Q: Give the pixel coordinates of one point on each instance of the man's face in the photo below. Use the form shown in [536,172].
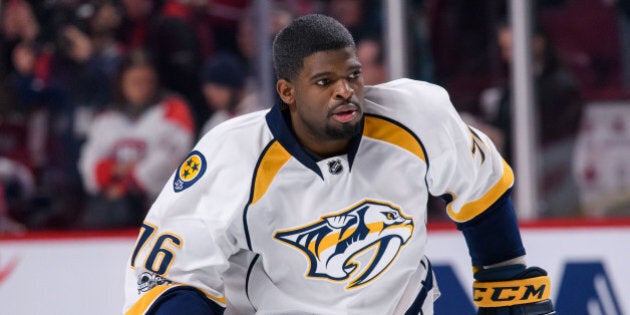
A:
[327,96]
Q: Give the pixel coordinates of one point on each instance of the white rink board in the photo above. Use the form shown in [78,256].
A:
[85,275]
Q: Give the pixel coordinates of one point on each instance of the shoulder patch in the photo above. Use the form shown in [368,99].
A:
[190,171]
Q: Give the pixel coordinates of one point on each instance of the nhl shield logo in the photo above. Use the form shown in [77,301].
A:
[335,167]
[370,230]
[190,171]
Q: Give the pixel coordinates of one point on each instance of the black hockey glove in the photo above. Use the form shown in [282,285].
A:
[512,290]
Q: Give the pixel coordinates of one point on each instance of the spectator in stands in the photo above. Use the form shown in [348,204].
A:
[164,28]
[225,91]
[558,106]
[133,148]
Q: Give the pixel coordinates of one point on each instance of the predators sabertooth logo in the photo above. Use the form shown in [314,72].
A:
[334,243]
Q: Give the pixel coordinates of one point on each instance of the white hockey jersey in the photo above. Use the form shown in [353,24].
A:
[156,142]
[256,224]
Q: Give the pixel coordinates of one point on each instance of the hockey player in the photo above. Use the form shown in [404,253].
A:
[318,206]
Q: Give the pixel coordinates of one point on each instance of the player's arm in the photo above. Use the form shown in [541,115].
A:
[188,236]
[467,171]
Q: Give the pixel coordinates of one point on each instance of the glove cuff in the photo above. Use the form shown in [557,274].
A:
[511,292]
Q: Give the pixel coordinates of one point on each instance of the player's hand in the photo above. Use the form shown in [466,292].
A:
[512,290]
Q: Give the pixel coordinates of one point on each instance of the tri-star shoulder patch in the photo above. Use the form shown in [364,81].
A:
[190,171]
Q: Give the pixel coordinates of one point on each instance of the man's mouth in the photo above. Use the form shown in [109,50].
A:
[345,113]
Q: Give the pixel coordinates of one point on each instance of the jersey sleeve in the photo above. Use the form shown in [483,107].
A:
[190,232]
[466,170]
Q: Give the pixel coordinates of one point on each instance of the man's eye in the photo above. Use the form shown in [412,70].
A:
[355,75]
[323,82]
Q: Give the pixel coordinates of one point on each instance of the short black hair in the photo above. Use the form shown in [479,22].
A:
[305,36]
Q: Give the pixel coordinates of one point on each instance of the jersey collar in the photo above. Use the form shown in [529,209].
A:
[279,126]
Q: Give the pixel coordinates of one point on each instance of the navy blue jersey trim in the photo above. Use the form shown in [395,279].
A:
[427,285]
[249,272]
[424,151]
[493,236]
[184,300]
[251,193]
[280,129]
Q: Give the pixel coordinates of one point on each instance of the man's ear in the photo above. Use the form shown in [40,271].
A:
[285,91]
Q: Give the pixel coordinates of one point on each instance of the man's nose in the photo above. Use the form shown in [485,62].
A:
[343,90]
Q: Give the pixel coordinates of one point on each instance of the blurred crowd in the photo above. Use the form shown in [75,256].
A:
[100,100]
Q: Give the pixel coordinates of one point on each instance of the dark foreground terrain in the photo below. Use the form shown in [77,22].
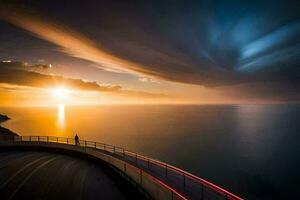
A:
[5,131]
[43,175]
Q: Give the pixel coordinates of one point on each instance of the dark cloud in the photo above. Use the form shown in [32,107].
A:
[211,43]
[18,73]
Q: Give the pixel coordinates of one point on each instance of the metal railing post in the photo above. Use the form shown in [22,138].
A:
[136,157]
[202,192]
[141,177]
[166,174]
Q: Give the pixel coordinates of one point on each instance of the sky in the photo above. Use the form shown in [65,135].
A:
[101,51]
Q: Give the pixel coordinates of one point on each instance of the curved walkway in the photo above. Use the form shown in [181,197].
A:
[43,175]
[160,180]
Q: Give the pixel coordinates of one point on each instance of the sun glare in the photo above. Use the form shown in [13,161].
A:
[60,93]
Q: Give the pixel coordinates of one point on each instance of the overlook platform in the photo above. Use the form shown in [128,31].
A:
[153,178]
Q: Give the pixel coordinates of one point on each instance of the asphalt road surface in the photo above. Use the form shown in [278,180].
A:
[45,175]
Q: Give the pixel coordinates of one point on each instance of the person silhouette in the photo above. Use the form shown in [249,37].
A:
[76,139]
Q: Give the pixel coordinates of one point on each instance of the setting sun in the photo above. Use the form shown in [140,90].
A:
[60,93]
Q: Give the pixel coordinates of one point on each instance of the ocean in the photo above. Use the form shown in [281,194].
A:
[251,150]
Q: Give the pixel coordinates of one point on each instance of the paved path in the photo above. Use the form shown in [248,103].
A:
[42,175]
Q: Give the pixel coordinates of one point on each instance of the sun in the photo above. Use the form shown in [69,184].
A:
[60,93]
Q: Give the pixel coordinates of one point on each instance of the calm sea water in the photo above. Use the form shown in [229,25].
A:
[251,150]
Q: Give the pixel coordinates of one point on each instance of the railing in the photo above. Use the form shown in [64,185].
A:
[161,180]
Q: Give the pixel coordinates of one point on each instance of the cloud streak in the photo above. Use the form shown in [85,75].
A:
[18,73]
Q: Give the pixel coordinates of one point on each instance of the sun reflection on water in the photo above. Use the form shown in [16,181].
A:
[61,116]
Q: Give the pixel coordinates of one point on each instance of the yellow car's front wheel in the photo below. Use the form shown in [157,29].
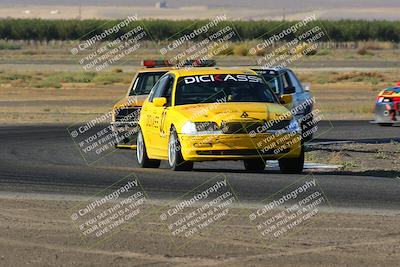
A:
[141,153]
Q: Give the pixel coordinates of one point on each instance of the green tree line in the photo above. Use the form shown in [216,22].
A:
[337,31]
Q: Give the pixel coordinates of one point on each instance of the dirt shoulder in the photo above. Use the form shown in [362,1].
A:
[382,159]
[40,233]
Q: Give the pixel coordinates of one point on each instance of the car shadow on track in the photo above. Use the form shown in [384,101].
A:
[370,173]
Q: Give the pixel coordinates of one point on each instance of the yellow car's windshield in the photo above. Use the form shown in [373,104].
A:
[222,88]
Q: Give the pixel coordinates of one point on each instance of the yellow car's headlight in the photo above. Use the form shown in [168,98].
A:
[200,128]
[294,126]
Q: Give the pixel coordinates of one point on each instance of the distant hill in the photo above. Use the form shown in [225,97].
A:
--------------------------------------------------
Convert all of the data above into a Markdown table with the columns Row and Line, putting each line in its own numbered row and skipping blank lines. Leave the pictures out.

The completed task ▸
| Row | Line |
|---|---|
| 1 | Q: Give the pixel coordinates of one point on each instance of the man's face in the photo below. Use the form shown in [536,172]. |
| 2 | A: |
| 3 | [327,96] |
| 4 | Q: Give the pixel coordinates of one point on each instance of the white rink board in the photo above. Use the form shown in [78,256]. |
| 5 | A: |
| 6 | [85,275] |
| 7 | Q: Give the pixel coordinates of one point on each instance of the shoulder patch in the photo above. Use the form shown in [368,99]. |
| 8 | A: |
| 9 | [190,171] |
| 10 | Q: Give the pixel coordinates of one point on each instance of the nhl shield logo in the photo above. Use the form shown in [77,301]. |
| 11 | A: |
| 12 | [335,167] |
| 13 | [370,230] |
| 14 | [190,171] |
| 15 | Q: Give the pixel coordinates of one point on each instance of the black hockey glove in the photo above. Use the form shown in [282,285]. |
| 16 | A: |
| 17 | [512,290] |
| 18 | Q: Give the pixel coordinates of one point on each instance of the spectator in stands in the photo above. Use the form shown in [348,204]. |
| 19 | A: |
| 20 | [164,28] |
| 21 | [225,91] |
| 22 | [558,106] |
| 23 | [133,148] |
| 24 | Q: Give the pixel coordinates of one point on each instance of the predators sabertooth logo in the photo above. Use the form shown in [314,72]. |
| 25 | A: |
| 26 | [334,243] |
| 27 | Q: Give the pixel coordinates of one point on each instance of the white hockey jersey in the photo above. Use the form shown in [353,24]. |
| 28 | A: |
| 29 | [156,142] |
| 30 | [256,224] |
| 31 | Q: Give the pixel coordinates of one point on each instance of the hockey player in the photo above. Use the form shown in [404,253]. |
| 32 | A: |
| 33 | [318,206] |
| 34 | Q: Give the pixel coordinates of one point on each instance of the player's arm in the photo above. Use the form shown in [541,115]. |
| 35 | A: |
| 36 | [188,236] |
| 37 | [467,171] |
| 38 | Q: Give the pixel coordinates of one point on each instance of the glove cuff in the photo above. Use the form shown in [557,274]. |
| 39 | A: |
| 40 | [511,292] |
| 41 | Q: Give the pixel coordinates of one point on each instance of the player's hand in the photo above. Use the form shown in [466,292]. |
| 42 | A: |
| 43 | [512,290] |
| 44 | Q: Give the pixel coordinates of one point on each instance of the tri-star shoulder patch in the photo above. Use the form shown in [364,81]. |
| 45 | A: |
| 46 | [190,171] |
| 47 | Q: Give the pixel coordinates of one point on each instance of the man's mouth in the photo above. Use the form shown in [109,50]. |
| 48 | A: |
| 49 | [345,113] |
| 50 | Q: Give the pixel coordinates of one point on each instance of the jersey sleeve in the photo above. Use the form shown in [483,107]. |
| 51 | A: |
| 52 | [190,232] |
| 53 | [466,170] |
| 54 | Q: Give the pixel coordinates of one point on each instance of the man's eye in the photo above. Use the form shown in [412,70]. |
| 55 | A: |
| 56 | [355,75] |
| 57 | [323,82] |
| 58 | Q: Give the pixel coordinates of one point on each instance of the short black hair in the photo above. Use the form shown in [479,22]. |
| 59 | A: |
| 60 | [305,36] |
| 61 | Q: Give the pixel coordinates of one point on each instance of the jersey collar in the photo above. Use the form shown in [529,209]. |
| 62 | A: |
| 63 | [279,126] |
| 64 | Q: Give the pixel coordinates of one point on each instance of the navy blue jersey trim in the photo above. Use the form shown in [395,279]. |
| 65 | A: |
| 66 | [427,285] |
| 67 | [249,272] |
| 68 | [424,151] |
| 69 | [493,236] |
| 70 | [184,300] |
| 71 | [251,193] |
| 72 | [280,129] |
| 73 | Q: Give the pixel coordinates of one point on each instance of the man's ear in the photo above. Use the form shown in [40,271]. |
| 74 | A: |
| 75 | [285,91] |
| 76 | Q: Give the pixel coordinates of one point on each instance of the man's nose in the photo above. Use the form shown in [485,62]. |
| 77 | A: |
| 78 | [343,90] |
| 79 | Q: Give the pixel coordinates of one point on each instance of the blurred crowd in the photo above. Use the form shown in [75,256]. |
| 80 | A: |
| 81 | [100,100] |
| 82 | Q: Give the pixel coordinates of one point on each instance of the dark foreground terrain in the photo below. Use the form shown in [77,22]. |
| 83 | A: |
| 84 | [5,131] |
| 85 | [43,175] |
| 86 | Q: Give the pixel coordinates of one point on each instance of the dark cloud in the photo above. Use the form shown in [32,107]. |
| 87 | A: |
| 88 | [211,43] |
| 89 | [18,73] |
| 90 | Q: Give the pixel coordinates of one point on each instance of the metal railing post in the photo above. Use the form shown in [22,138]. |
| 91 | A: |
| 92 | [136,157] |
| 93 | [202,192] |
| 94 | [141,177] |
| 95 | [166,174] |
| 96 | Q: Give the pixel coordinates of one point on each instance of the sky in the photo above. Use the form shown in [65,135]. |
| 97 | A: |
| 98 | [101,51] |
| 99 | Q: Give the pixel coordinates of one point on each instance of the curved walkway in the photo above. Use the form shown in [181,197]. |
| 100 | A: |
| 101 | [43,175] |
| 102 | [160,180] |
| 103 | Q: Give the pixel coordinates of one point on each instance of the sun glare in the photo above. Use the form shown in [13,161]. |
| 104 | A: |
| 105 | [60,93] |
| 106 | Q: Give the pixel coordinates of one point on each instance of the overlook platform in the photo above. Use the form shown in [128,31]. |
| 107 | A: |
| 108 | [153,178] |
| 109 | Q: Give the pixel coordinates of one point on each instance of the asphalt road surface in the photo above. Use the form shown in [278,180]. |
| 110 | A: |
| 111 | [45,175] |
| 112 | Q: Give the pixel coordinates of one point on each instance of the person silhouette in the photo above. Use the form shown in [249,37]. |
| 113 | A: |
| 114 | [76,139] |
| 115 | Q: Give the pixel coordinates of one point on each instance of the setting sun in the photo above. Use the form shown in [140,90]. |
| 116 | A: |
| 117 | [60,93] |
| 118 | Q: Give the pixel coordinates of one point on each instance of the ocean in the photo above. Use the form shown in [281,194]. |
| 119 | A: |
| 120 | [251,150] |
| 121 | Q: Give the pixel coordinates of one point on each instance of the paved path in the photo above. Use the form shown in [248,103]. |
| 122 | A: |
| 123 | [42,175] |
| 124 | Q: Give the pixel coordinates of one point on each instance of the sun in the photo above. Use the form shown in [69,184]. |
| 125 | A: |
| 126 | [60,93] |
| 127 | Q: Give the pixel coordinates of one point on each instance of the calm sea water in the photo above. Use the form shown in [229,25]. |
| 128 | A: |
| 129 | [251,150] |
| 130 | Q: Give the pixel coordinates of one point on each instance of the railing in the photo above. Use the form shown in [64,185]. |
| 131 | A: |
| 132 | [161,180] |
| 133 | Q: Give the pixel coordinates of one point on each instance of the cloud streak in the photo above. Use the form shown in [85,75]. |
| 134 | A: |
| 135 | [18,73] |
| 136 | Q: Give the pixel coordinates of one point on each instance of the sun reflection on water in the photo above. Use the form shown in [16,181]. |
| 137 | A: |
| 138 | [61,116] |
| 139 | Q: Give the pixel coordinates of one point on each instance of the yellow car's front wheel in the photo below. Use the form shown in [157,29]. |
| 140 | A: |
| 141 | [141,153] |
| 142 | Q: Give the pixel coordinates of one point on each instance of the green tree line in the photo above. Use the form shown in [216,22]. |
| 143 | A: |
| 144 | [337,31] |
| 145 | Q: Give the pixel coordinates of one point on each instance of the dirt shoulder in the photo above. Use the form shown in [362,1]. |
| 146 | A: |
| 147 | [382,159] |
| 148 | [40,233] |
| 149 | Q: Give the pixel coordinates of one point on each instance of the car shadow on track in the photo above. Use the form shown in [384,101]. |
| 150 | A: |
| 151 | [370,173] |
| 152 | Q: Give the pixel coordinates of one point on each instance of the yellow car's windshield in the photo above. Use the form shown in [373,104]. |
| 153 | A: |
| 154 | [222,88] |
| 155 | Q: Give the pixel coordinates of one point on each instance of the yellow car's headlight in the photo above. Use the form shown in [168,98]. |
| 156 | A: |
| 157 | [200,128] |
| 158 | [294,126] |
| 159 | Q: Give the pixel coordinates of one point on each instance of the distant hill in the photo above. Use the form shown in [225,97]. |
| 160 | A: |